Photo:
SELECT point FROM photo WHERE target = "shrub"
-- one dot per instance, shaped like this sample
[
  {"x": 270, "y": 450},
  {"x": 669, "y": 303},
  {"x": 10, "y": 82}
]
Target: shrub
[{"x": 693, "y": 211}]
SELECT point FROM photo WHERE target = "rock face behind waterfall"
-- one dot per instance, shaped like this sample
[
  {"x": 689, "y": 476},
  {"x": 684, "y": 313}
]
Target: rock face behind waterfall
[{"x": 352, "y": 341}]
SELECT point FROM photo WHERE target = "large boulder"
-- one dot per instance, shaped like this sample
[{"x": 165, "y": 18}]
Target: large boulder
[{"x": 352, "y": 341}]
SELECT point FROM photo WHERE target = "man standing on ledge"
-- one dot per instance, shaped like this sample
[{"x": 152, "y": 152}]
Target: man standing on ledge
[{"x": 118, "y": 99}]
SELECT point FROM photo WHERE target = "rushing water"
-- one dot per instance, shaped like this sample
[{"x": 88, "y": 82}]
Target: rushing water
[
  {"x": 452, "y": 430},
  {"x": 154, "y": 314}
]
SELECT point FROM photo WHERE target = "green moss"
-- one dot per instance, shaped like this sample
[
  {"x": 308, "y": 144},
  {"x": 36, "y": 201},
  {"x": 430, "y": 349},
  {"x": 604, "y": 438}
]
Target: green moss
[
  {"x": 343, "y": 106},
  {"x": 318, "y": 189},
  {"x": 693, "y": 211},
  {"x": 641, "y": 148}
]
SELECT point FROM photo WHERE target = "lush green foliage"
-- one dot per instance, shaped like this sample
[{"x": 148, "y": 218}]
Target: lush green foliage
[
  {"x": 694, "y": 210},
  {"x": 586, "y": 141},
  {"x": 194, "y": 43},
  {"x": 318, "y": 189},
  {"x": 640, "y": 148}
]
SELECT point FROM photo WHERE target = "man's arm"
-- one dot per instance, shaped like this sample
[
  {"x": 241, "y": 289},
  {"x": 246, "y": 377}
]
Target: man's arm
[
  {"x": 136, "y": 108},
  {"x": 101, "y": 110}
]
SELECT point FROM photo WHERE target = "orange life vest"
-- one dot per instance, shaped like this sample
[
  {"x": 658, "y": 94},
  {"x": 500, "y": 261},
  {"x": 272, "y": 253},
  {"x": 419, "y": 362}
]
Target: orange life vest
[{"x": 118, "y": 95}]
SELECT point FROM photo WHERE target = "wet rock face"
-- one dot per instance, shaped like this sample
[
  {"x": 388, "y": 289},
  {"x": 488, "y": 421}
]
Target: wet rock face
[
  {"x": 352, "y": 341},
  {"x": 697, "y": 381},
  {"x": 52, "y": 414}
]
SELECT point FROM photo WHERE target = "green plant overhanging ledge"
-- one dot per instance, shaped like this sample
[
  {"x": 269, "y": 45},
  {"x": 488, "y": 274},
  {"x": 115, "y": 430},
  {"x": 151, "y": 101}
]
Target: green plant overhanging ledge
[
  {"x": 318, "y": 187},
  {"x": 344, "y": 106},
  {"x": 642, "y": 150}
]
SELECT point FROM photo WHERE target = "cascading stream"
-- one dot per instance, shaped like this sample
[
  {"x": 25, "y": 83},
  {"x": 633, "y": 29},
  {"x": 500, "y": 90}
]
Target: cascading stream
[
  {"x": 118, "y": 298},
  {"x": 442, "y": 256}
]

» **GIVEN PROBLEM**
Reproduce all of the data exactly as given.

» **TASK OUTPUT**
Photo:
SELECT point FROM photo WHERE target = "shrub"
-- one dot per instance, shaped like this sample
[
  {"x": 270, "y": 450},
  {"x": 669, "y": 303},
  {"x": 10, "y": 82}
]
Target: shrub
[{"x": 693, "y": 211}]
SELECT point FROM photo WHERE target = "rock face behind waterfall"
-- one dot per instance, shaped like this sample
[
  {"x": 689, "y": 476},
  {"x": 684, "y": 313}
]
Target: rock face behind waterfall
[{"x": 352, "y": 341}]
SELECT point FROM photo WHERE target = "large boulder"
-- one dot per instance, shaped like this sample
[{"x": 165, "y": 18}]
Target: large boulder
[{"x": 352, "y": 341}]
SELECT point FROM photo WHERE target = "man standing on ledge"
-- one dot per instance, shaped like this sample
[{"x": 152, "y": 152}]
Target: man standing on ledge
[{"x": 118, "y": 99}]
SELECT point FROM photo WHERE target = "rushing water"
-- one dot per instance, shaped like this sample
[{"x": 88, "y": 82}]
Target: rushing water
[
  {"x": 452, "y": 430},
  {"x": 154, "y": 314}
]
SELECT point FROM photo WHERE target = "green moss"
-- one dot per instance, shaped like this sample
[
  {"x": 308, "y": 144},
  {"x": 36, "y": 201},
  {"x": 430, "y": 349},
  {"x": 604, "y": 438}
]
Target: green moss
[
  {"x": 343, "y": 106},
  {"x": 318, "y": 189},
  {"x": 693, "y": 211},
  {"x": 641, "y": 148}
]
SELECT point FROM photo WHERE target = "lush green foliage"
-- one dot per instance, shaped like this sample
[{"x": 148, "y": 218}]
Target: lush green foliage
[
  {"x": 694, "y": 210},
  {"x": 586, "y": 141},
  {"x": 194, "y": 43},
  {"x": 318, "y": 189},
  {"x": 640, "y": 148}
]
SELECT point FROM photo WHERE target = "man's arm"
-- one dot per instance, shaped like this sample
[
  {"x": 241, "y": 289},
  {"x": 246, "y": 377}
]
Target: man's arm
[
  {"x": 136, "y": 108},
  {"x": 101, "y": 110}
]
SELECT point FROM photo WHERE target = "orange life vest"
-- one dot per instance, shaped like this sample
[
  {"x": 658, "y": 94},
  {"x": 500, "y": 261},
  {"x": 272, "y": 253},
  {"x": 419, "y": 362}
]
Target: orange life vest
[{"x": 118, "y": 95}]
SELECT point FROM photo WHERE target = "wet rock face"
-- one dot per instance, shaped like this sample
[
  {"x": 388, "y": 289},
  {"x": 488, "y": 421}
]
Target: wet rock face
[
  {"x": 352, "y": 341},
  {"x": 697, "y": 381},
  {"x": 52, "y": 414}
]
SELECT point FROM photo WHERE target = "green plant overhanging ledge"
-- one dot per instance, shaped like this sample
[
  {"x": 269, "y": 45},
  {"x": 488, "y": 274},
  {"x": 115, "y": 430},
  {"x": 151, "y": 101}
]
Target: green plant overhanging ledge
[
  {"x": 318, "y": 187},
  {"x": 344, "y": 106},
  {"x": 642, "y": 150}
]
SELECT point FROM photo WHERE target = "cascading stream"
-- one dot per instance, shaped like this sample
[
  {"x": 25, "y": 83},
  {"x": 633, "y": 29},
  {"x": 500, "y": 90}
]
Target: cascading stream
[
  {"x": 118, "y": 298},
  {"x": 442, "y": 256}
]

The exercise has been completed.